# THE EXERCISE:
Please edit the stretch from the line containing "Where can the deck board" through the end of the material, replacing "wood floor plank" with "wooden floorboard". Return only those lines, with everything else unchanged.

# ENTRIES SUPPLIED:
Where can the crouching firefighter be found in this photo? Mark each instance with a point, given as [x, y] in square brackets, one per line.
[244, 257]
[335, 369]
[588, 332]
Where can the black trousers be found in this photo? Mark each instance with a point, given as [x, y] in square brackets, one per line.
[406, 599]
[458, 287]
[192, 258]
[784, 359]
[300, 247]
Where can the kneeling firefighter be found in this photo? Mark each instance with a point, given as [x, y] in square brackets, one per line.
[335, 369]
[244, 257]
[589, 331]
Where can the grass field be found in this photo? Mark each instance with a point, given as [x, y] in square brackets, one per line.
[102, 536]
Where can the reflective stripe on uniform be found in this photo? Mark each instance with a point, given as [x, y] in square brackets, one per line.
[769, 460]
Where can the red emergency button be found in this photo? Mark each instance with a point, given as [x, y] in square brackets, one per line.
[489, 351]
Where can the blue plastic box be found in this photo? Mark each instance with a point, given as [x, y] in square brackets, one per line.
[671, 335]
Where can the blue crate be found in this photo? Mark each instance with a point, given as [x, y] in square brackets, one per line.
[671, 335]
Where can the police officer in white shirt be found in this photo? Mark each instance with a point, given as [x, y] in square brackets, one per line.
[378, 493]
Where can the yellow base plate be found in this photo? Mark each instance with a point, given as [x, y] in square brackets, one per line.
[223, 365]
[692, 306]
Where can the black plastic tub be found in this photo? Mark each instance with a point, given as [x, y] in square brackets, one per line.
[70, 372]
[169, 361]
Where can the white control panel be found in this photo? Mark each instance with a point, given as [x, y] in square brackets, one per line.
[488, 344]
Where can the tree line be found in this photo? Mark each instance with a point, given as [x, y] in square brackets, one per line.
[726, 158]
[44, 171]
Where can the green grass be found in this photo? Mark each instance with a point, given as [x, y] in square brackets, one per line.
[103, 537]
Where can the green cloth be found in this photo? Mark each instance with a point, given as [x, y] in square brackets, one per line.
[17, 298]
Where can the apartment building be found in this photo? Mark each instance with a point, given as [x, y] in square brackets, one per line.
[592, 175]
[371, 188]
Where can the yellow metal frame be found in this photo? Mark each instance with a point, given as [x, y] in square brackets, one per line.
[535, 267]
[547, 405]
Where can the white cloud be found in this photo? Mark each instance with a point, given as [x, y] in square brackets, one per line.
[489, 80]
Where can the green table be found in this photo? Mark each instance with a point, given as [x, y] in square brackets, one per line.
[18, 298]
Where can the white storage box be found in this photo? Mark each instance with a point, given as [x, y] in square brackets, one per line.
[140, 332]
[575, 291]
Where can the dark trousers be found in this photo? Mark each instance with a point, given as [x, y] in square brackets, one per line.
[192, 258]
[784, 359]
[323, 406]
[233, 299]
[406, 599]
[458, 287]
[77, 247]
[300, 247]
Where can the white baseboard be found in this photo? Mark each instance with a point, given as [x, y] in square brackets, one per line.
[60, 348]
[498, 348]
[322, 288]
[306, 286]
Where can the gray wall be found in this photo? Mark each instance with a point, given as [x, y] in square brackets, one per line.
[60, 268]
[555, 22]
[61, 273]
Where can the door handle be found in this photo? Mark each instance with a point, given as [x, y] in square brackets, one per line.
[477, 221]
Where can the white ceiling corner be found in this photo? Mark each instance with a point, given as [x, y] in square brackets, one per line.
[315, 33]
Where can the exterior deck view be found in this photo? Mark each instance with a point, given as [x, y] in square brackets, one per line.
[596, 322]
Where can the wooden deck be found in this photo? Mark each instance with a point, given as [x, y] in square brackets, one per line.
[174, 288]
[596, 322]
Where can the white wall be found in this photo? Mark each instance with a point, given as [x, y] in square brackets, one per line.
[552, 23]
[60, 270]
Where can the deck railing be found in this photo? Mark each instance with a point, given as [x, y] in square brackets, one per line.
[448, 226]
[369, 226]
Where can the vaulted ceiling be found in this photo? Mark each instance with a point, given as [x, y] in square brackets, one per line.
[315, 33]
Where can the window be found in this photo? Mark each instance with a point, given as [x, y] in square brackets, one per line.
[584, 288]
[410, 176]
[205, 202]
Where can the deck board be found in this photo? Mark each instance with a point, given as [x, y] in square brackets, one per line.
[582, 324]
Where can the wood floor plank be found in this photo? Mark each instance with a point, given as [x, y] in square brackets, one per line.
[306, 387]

# RESPONSE TO THE EXERCISE:
Where can the deck board be found in this photo? Mark each instance with a point, given as [x, y] in square brackets, one per line.
[582, 324]
Where can the wooden floorboard be found in this photo? Mark each instance with a point, given as [x, y] in square brackets, one per line.
[306, 387]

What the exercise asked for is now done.